## Source document
===============

Bitcoin: Economy of the Eternal Now


De Oude Beurs, Antwerp, Belgium (Urbex photo of the ruins of the world's first modern stock exchange, Antwerp).

In May, I chatted with Chris Ellis, aka ChrisJ of Feathercoin, about how cryptocurrencies could change global economics and society (see my earlier related post here). What follows today is not exactly an interview, but reflections on some of the things we discussed. We talked mainly about Bitcoin. But one senses that it is Ellis's work on Feathercoin - an altcoin established on 16 April 2013 and originally developed by Peter Bushnell at Brasenose College, Oxford - that brings Ellis to some of Bitcoin's biggest questions, and indeed, to some of the biggest questions surrounding all cryptos.

For Ellis, an economy is a system of how we define ourselves in relation to time. In a June 2014 interview, he noted Mike Maloney's remark that the ultimate form of money is time, the ultimate irreversible transaction.

Bitcoin is above all a technology of its blockchain, a time-stamped ledger either of economic transactions, or of interactions in Bitcoin's non-currency applications. According to Ellis, Bitcoin is really "a great big unstoppable clock." And that means that Bitcoin represents a watershed moment, the start of a change in how we understand time technologically, economically, socially and culturally.

Computer-generated sculptures honour Michelangelo's unfinished works in The Sculpture Factory, Quayola’s exhibition at the MU Gallery in Eindhoven, Netherlands (October 2013-January 2014). Image Source: The Creators Project.

Debt and inflation are the prices we pay to live on borrowed time. The economy that currently exists is an economy that borrows against the future. It depends on an idea of conspicuous consumption running back to Thorstein Veblen. This model involves believing in a collective dream, signified by spending borrowed money to fulfill a social expectation of a future life we are schooled to want and achieve. A glance at economic trade news confirms that mainstream financial analysts and experts are merely biding their time for a return of consumer confidence, for a restoration of a grand fantasy of prosperity, built on actions not yet done, lives not yet lived, accomplishments not yet achieved - and corresponding compensations not yet earned. Ellis remarked, "our current economy [attempts to] brute-force a future into reality, based on what we don't have yet ... you're subjected to the whole world of future liabilities."

That means that developed countries currently depend on a cult of the future, on faith in progress, on the ability to make dreams real. That is not always a bad thing! Western philosophical, scientific and economic systems support this mentality. They describe rational expectations of the future, given what we know to be true in the past and present. This attitude is arguably the source of the entire liberal political tradition through the concept of progress.

===============

## Given data

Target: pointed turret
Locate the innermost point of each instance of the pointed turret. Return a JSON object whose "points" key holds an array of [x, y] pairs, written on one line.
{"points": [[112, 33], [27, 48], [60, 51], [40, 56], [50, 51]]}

===============

## Short task
In the Bitcoin piece, what date was Feathercoin established?

## Solution to this exercise
16 April 2013